§ 問題文
本文をもとに、次の問いに答えてください。
1. 中日新聞の記事を寄せた作家は誰ですか。
2. 出家する前の西行は何という名で、誰の近くに仕えていましたか。
3. 西行が遁世したのは何歳のときですか。

§ 本文
西行法師について花鳥風月を愛して漂泊の旅に出た歌人のような印象がありますが
実は出身が出身だけに(北面の武士ですから)
心の中はライバル意識で一杯だったのではないか、と思うのです。

[1]服部 明子さんからのコメント(2000年10月08日 21時45分56秒 )
  

本人によりコメントは削除されました。 2000年10月08日 21時47分55秒
[2]服部 明子さんからのコメント(2000年10月08日 21時47分35秒 ) パスワード
  

1999年の日付は不明の中日新聞の記事があります。
投稿者は作家の栗田勇氏です。(くりた・いさむ)


タイトル「西行の恋」
副題「@一夜@の重さに生涯を賭け永遠と死の相の下に生きる」

以下はその内容。
少しずつ写していきます。
[3]服部 明子さんからのコメント(2000年10月08日 21時52分38秒 ) パスワード
  

栗田さんのお説は西行法師に好意的です。

私は「なかなか本心は藤原秀郷の子孫らしい武士の激しさを持った男で
出家もその激しさの勢いだったのだろう」と思っています。

では文学的な西行法師について要約してみます。
[4]服部 明子さんからのコメント(2000年10月08日 21時59分46秒 ) パスワード
  

西行法師といえば、「新古今集」を代表する、出家・遁世・無常を歌った歌人として
知られている。

ところが西行は実は、謎の人物、それも自覚的な、複雑な思想家であることを知った。

彼は兵衛尉佐藤義清(のりきよ)、鳥羽法皇近く仕えた下北面の武士であった。
(げほくめんの武士)

それが23歳で
「家富み、年若く、心愁い無きも、遂に以て遁世せり。人これを歎美せるなり」
という事件が起こる。

理由は「俗時より心を仏道に入れ」という、至極一般的なことしか挙げられていない。


当然、疑惑が起こる。
[5]服部 明子さんからのコメント(2000年10月08日 22時19分17秒 ) パスワード
  

「源平盛衰記」は、端的にこれに答えて言い切っている。

§ エントリ一覧
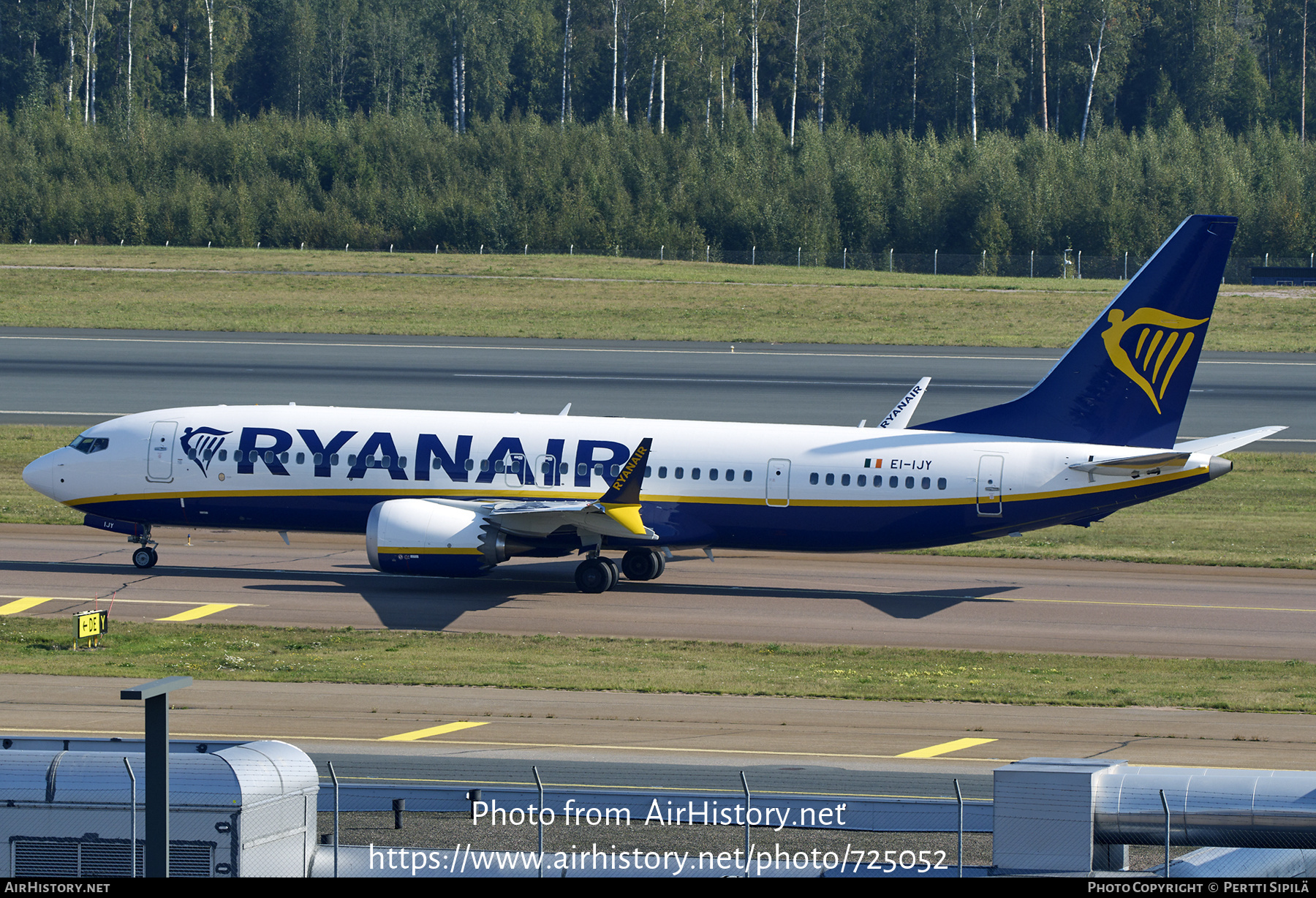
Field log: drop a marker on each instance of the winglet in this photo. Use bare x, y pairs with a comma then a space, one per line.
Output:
898, 418
621, 501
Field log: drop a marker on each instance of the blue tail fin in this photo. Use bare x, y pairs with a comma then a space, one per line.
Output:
1127, 380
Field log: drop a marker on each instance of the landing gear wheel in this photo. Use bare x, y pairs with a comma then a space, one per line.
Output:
643, 564
597, 576
612, 570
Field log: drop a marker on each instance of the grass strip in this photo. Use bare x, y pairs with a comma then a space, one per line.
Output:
302, 654
1260, 515
587, 298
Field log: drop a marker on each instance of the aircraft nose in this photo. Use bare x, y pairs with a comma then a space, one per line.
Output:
41, 475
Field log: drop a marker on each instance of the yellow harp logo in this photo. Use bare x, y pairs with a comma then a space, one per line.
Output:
1162, 340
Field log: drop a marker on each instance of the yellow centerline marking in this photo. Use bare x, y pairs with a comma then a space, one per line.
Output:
290, 738
954, 746
192, 614
24, 602
432, 731
21, 605
641, 788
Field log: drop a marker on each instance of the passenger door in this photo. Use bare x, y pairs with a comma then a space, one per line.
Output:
990, 488
778, 482
159, 455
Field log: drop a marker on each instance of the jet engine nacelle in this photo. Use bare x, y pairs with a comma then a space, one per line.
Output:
416, 536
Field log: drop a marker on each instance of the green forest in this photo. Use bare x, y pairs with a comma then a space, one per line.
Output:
627, 125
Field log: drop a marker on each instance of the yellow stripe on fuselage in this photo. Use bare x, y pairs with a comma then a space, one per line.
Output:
404, 551
549, 494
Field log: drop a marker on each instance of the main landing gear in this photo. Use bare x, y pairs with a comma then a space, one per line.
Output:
599, 573
146, 556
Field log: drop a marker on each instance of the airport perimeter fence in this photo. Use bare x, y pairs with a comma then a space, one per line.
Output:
1072, 264
265, 810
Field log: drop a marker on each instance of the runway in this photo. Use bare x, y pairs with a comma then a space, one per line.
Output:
80, 377
62, 377
999, 605
659, 740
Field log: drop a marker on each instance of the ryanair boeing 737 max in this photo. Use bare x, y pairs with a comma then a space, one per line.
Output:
452, 494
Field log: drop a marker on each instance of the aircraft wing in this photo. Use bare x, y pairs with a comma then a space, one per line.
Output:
1228, 442
616, 513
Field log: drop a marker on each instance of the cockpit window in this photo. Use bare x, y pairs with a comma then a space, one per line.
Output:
88, 445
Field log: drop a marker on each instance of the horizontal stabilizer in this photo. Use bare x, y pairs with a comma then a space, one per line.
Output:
898, 418
1228, 442
1135, 465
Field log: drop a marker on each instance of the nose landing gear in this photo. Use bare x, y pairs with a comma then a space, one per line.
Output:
146, 556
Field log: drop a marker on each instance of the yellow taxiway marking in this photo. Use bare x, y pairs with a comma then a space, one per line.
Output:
684, 750
192, 614
23, 603
432, 731
934, 751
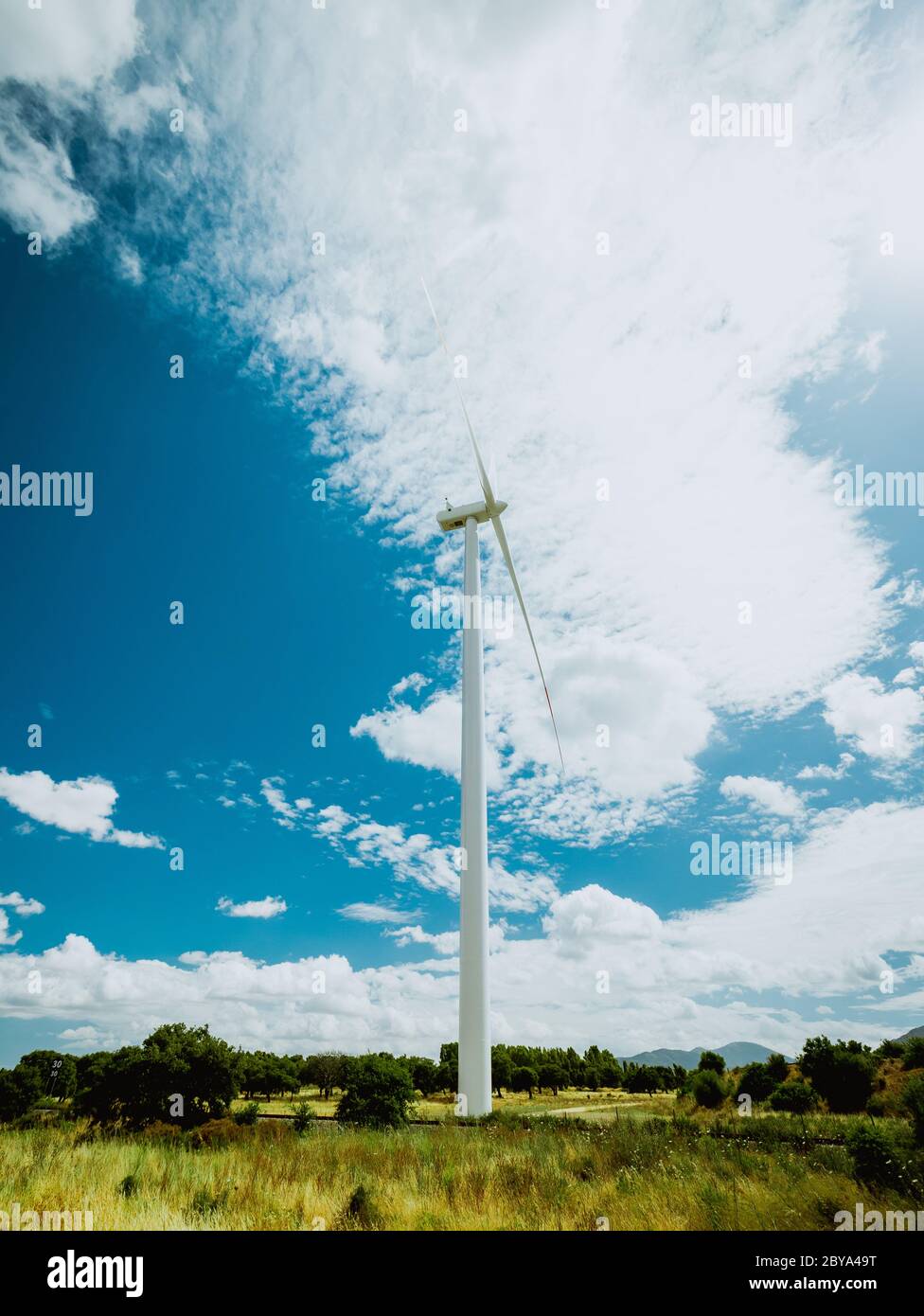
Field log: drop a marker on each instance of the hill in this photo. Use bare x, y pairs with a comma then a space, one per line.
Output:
913, 1032
734, 1055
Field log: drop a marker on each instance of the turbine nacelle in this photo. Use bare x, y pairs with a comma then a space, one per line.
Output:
454, 517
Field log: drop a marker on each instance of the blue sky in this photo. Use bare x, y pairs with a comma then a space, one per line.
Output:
339, 858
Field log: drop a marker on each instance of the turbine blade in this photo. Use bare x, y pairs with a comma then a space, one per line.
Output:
506, 550
489, 502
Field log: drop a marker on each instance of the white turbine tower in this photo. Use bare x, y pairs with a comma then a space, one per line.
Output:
474, 1094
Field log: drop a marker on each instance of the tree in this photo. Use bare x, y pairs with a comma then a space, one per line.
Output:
757, 1082
913, 1103
424, 1076
778, 1067
643, 1078
56, 1072
380, 1093
890, 1050
524, 1079
552, 1076
795, 1096
843, 1073
501, 1069
179, 1073
20, 1089
707, 1089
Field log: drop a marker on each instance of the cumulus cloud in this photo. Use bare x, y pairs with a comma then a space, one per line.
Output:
630, 394
266, 908
364, 912
771, 796
825, 770
66, 51
20, 904
604, 968
883, 724
81, 807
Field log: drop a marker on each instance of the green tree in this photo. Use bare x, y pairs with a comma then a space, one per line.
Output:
380, 1093
424, 1076
20, 1089
707, 1089
778, 1067
524, 1079
552, 1076
913, 1103
757, 1082
57, 1072
140, 1085
842, 1073
795, 1096
501, 1069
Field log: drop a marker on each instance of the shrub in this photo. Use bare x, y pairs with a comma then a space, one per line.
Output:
524, 1079
778, 1067
304, 1116
20, 1089
913, 1103
874, 1157
380, 1094
707, 1089
138, 1085
218, 1133
795, 1096
757, 1082
248, 1113
842, 1073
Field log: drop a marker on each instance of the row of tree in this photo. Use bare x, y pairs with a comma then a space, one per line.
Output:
844, 1076
187, 1076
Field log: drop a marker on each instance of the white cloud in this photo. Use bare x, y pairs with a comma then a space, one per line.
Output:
63, 44
266, 908
771, 796
83, 806
832, 774
444, 942
883, 724
287, 815
698, 977
633, 403
364, 912
67, 51
870, 351
21, 906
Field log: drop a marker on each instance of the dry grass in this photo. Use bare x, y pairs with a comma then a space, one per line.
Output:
638, 1174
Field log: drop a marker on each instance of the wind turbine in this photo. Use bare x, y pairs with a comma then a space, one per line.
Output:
474, 1094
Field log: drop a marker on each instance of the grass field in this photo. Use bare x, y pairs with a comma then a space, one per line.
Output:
603, 1100
633, 1173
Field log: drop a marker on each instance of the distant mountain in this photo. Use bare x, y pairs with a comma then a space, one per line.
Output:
734, 1055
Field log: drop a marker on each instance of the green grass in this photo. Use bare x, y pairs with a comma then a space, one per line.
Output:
637, 1173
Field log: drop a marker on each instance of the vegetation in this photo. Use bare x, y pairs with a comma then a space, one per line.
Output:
654, 1147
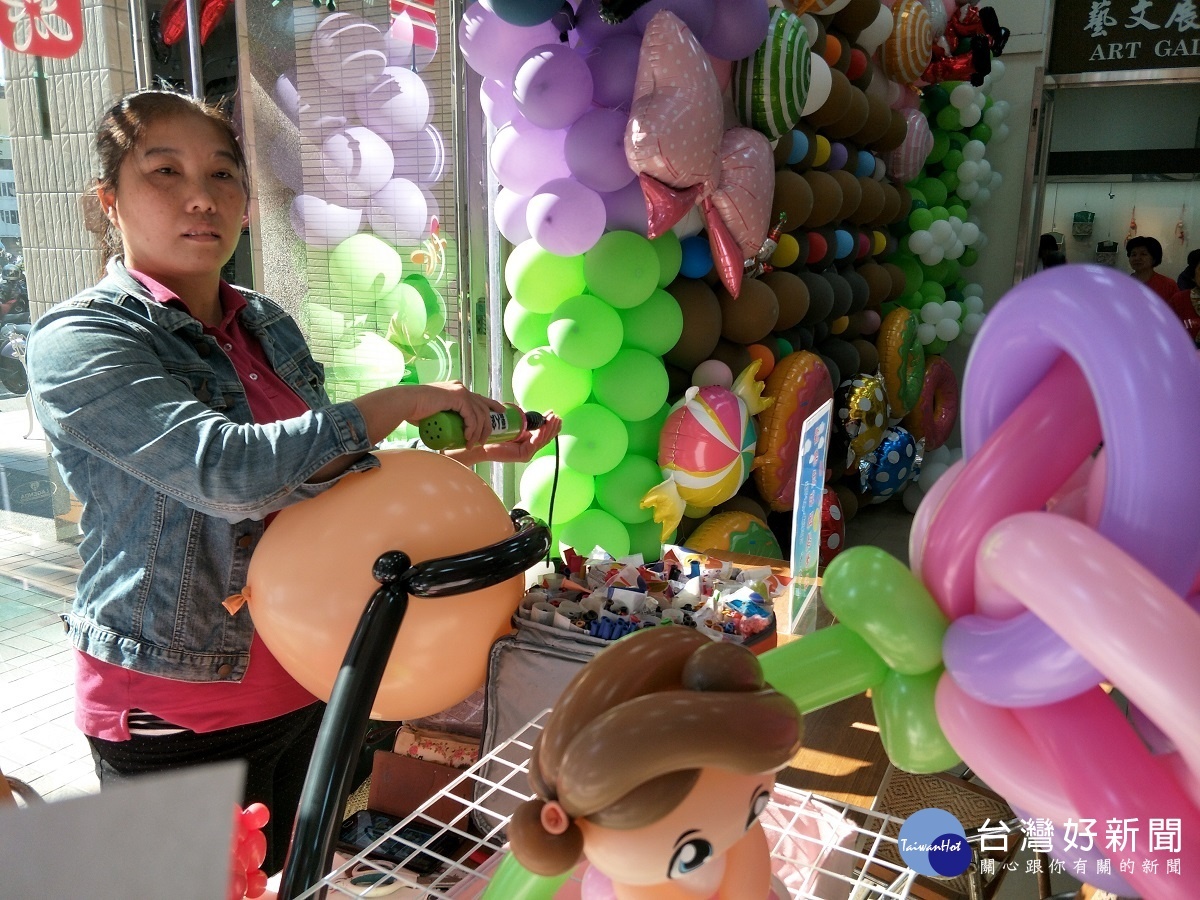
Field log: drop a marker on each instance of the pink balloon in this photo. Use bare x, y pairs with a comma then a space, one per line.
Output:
565, 217
676, 141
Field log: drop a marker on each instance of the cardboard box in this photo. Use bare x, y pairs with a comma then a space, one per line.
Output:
401, 784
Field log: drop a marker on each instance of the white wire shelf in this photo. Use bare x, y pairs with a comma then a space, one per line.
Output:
821, 849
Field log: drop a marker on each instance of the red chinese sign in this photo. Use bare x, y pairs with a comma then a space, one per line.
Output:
42, 28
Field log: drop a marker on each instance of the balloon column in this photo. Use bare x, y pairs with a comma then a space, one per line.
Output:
363, 159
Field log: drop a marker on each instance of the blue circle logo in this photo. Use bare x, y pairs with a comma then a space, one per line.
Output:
931, 841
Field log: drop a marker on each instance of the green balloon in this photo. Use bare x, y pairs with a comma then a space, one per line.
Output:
880, 598
540, 280
907, 719
646, 538
543, 382
921, 220
670, 252
949, 119
513, 881
574, 493
400, 315
363, 268
526, 330
593, 439
621, 491
823, 667
643, 435
941, 144
934, 190
585, 331
595, 528
622, 268
634, 385
654, 325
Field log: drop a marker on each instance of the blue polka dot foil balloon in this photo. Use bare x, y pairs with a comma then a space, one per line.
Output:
892, 465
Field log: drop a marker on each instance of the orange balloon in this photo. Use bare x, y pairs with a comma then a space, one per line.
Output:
310, 580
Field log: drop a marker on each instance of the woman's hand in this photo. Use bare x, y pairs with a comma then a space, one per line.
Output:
519, 450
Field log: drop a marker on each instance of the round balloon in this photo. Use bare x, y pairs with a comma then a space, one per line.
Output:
311, 577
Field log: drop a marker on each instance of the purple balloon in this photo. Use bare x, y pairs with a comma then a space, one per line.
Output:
496, 100
595, 150
492, 46
510, 215
591, 29
1014, 663
696, 15
613, 66
565, 217
525, 156
625, 209
739, 27
552, 85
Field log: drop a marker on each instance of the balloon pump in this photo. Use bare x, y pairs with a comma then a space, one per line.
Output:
443, 431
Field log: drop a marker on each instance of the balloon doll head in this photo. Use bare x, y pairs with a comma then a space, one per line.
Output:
654, 765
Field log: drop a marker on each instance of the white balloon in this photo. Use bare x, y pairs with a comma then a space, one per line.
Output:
820, 83
947, 329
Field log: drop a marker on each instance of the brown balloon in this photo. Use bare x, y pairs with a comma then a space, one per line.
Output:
792, 295
871, 203
879, 118
895, 133
826, 198
750, 316
793, 198
835, 105
853, 115
891, 205
855, 16
851, 193
783, 149
701, 323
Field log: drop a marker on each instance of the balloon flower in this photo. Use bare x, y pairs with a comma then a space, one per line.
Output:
707, 448
679, 817
677, 142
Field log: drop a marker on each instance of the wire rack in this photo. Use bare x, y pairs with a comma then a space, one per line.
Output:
821, 850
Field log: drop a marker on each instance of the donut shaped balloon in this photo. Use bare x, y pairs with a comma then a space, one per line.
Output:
907, 49
937, 408
707, 448
798, 385
901, 360
737, 531
311, 577
772, 85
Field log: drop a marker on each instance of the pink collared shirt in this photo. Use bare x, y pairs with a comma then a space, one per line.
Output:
105, 694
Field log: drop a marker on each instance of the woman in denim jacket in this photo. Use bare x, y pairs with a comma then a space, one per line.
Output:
184, 413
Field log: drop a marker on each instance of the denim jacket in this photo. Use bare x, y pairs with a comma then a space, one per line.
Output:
151, 429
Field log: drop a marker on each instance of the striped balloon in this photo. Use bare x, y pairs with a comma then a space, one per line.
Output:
909, 48
771, 87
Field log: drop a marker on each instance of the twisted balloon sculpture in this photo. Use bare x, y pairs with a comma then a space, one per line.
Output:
1039, 570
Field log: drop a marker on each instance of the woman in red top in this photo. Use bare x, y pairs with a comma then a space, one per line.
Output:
1186, 304
1144, 255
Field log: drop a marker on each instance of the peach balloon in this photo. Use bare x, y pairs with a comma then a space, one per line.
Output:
311, 577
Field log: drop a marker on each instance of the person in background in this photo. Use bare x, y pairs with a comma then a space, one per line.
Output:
185, 413
1049, 255
1144, 255
1186, 304
1186, 281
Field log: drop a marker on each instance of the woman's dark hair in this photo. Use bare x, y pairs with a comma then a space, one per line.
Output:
123, 126
1150, 244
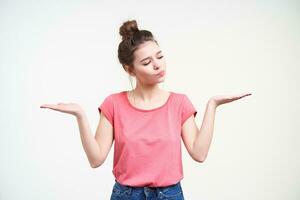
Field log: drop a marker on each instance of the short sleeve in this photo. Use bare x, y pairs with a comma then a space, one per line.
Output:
187, 109
108, 109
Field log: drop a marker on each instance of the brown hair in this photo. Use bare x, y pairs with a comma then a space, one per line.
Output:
132, 37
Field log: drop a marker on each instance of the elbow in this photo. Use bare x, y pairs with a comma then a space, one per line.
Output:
200, 159
96, 164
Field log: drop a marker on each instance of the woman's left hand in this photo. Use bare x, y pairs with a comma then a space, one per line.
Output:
222, 99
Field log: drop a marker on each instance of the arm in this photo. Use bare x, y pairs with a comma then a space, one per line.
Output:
198, 141
204, 135
88, 141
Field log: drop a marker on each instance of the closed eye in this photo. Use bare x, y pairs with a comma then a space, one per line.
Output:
150, 61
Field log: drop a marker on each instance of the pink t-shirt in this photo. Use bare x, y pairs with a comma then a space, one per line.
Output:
147, 143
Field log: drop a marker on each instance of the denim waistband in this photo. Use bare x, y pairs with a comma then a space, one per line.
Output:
178, 184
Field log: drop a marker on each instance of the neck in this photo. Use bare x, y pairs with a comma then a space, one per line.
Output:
147, 93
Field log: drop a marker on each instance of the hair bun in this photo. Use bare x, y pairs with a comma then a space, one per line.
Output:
128, 28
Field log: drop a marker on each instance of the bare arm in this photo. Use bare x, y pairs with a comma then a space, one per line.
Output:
204, 135
89, 143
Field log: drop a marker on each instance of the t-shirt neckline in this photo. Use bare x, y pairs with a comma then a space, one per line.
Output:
146, 110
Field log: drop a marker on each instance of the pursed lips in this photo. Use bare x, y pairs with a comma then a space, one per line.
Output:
160, 73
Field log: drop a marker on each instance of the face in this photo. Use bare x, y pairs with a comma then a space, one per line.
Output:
149, 62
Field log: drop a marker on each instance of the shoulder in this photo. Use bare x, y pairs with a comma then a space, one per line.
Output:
179, 95
115, 95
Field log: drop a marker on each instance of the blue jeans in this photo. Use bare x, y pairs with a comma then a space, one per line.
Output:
124, 192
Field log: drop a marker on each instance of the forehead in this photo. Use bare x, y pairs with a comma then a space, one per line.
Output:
148, 48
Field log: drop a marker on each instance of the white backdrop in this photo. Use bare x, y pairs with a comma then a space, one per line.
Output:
66, 51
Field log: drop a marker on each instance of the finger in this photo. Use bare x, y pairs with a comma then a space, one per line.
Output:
51, 106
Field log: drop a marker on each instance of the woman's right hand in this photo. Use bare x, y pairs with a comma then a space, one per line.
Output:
71, 108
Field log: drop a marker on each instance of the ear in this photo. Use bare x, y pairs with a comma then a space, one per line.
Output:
129, 70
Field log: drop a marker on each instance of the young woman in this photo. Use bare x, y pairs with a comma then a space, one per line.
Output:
146, 123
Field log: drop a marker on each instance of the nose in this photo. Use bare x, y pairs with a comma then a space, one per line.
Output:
156, 65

§ 解答例
1. 栗田勇氏です。
2. 兵衛尉佐藤義清という名で、下北面の武士として鳥羽法皇の近くに仕えていました。
3. 23歳のときです。